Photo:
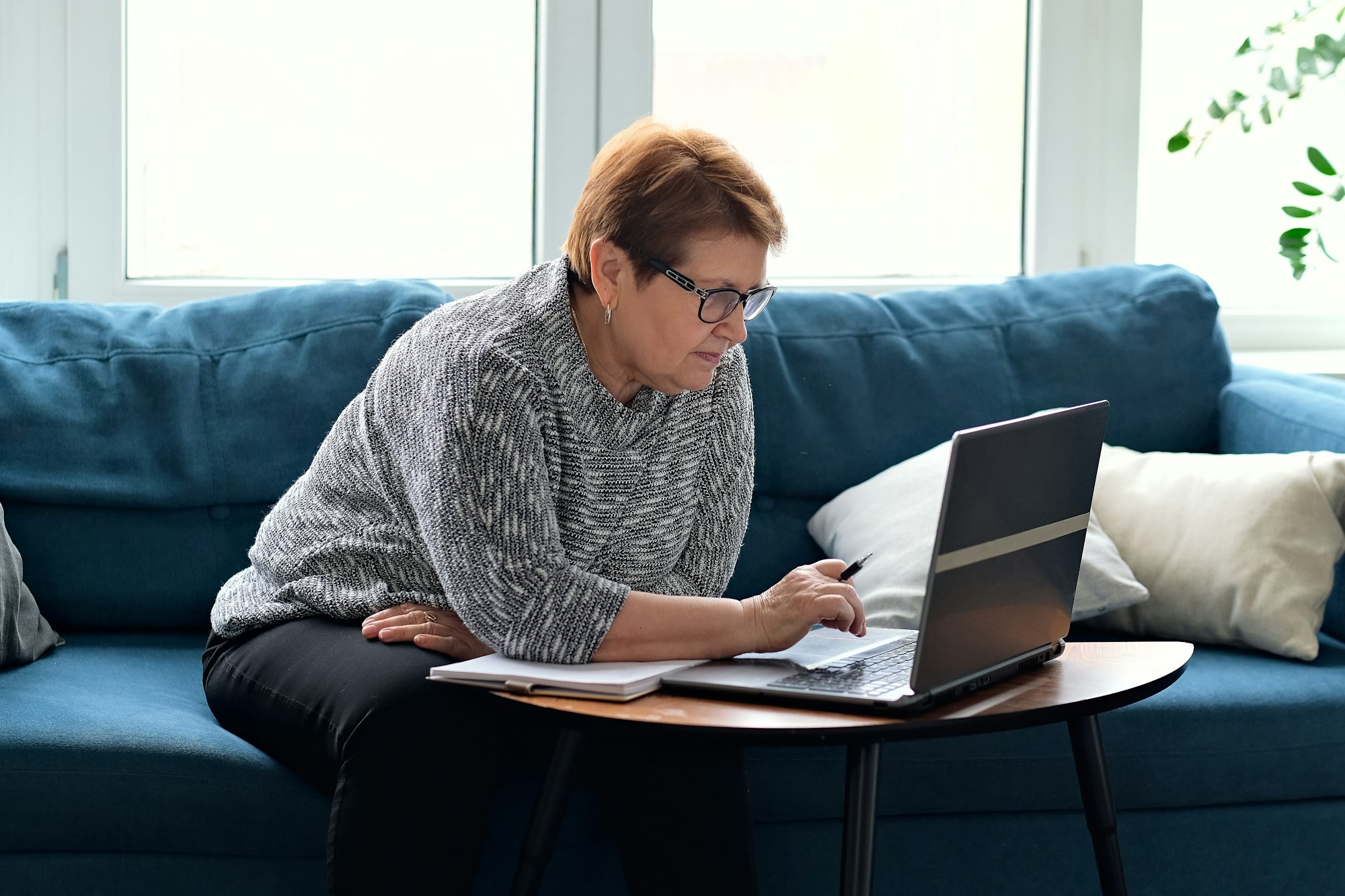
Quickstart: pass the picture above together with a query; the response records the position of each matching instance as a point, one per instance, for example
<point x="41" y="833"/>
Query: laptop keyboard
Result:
<point x="867" y="677"/>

___

*Objective:*
Copy the records above word for word, leaving out the pictures.

*Solution below:*
Photo:
Quickstart: pass the picture above together with a query; the response records the position of each matching instance as a point, one per instance, for example
<point x="41" y="833"/>
Query: laptop keyboard
Result:
<point x="867" y="677"/>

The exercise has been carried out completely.